— START —

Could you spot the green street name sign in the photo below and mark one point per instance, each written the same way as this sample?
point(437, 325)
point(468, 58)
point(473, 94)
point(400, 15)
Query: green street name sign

— END —
— START —

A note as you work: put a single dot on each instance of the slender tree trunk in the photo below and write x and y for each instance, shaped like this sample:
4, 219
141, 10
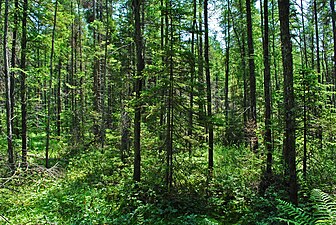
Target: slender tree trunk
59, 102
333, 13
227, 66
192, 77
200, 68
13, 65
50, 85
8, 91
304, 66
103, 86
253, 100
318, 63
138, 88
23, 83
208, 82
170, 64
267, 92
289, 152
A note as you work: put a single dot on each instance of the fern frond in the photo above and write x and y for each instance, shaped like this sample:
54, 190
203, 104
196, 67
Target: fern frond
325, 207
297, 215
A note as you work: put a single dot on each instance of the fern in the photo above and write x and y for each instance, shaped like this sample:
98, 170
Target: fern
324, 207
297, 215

— END —
— START —

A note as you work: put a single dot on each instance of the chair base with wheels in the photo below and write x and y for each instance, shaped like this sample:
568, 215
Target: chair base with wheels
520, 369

— END —

_WHAT YOU SHOULD DO:_
Please reproduce verbatim the lines of the entries, starting at the line that contains "Could you spot" and ending at the line that contains "Query: green street name sign", with both of those lines included.

_FINAL RESULT:_
Could you spot the green street name sign in the photo below and mark one point per instance, each written the same way as this sample?
point(437, 325)
point(468, 58)
point(473, 94)
point(400, 15)
Query: green street name sign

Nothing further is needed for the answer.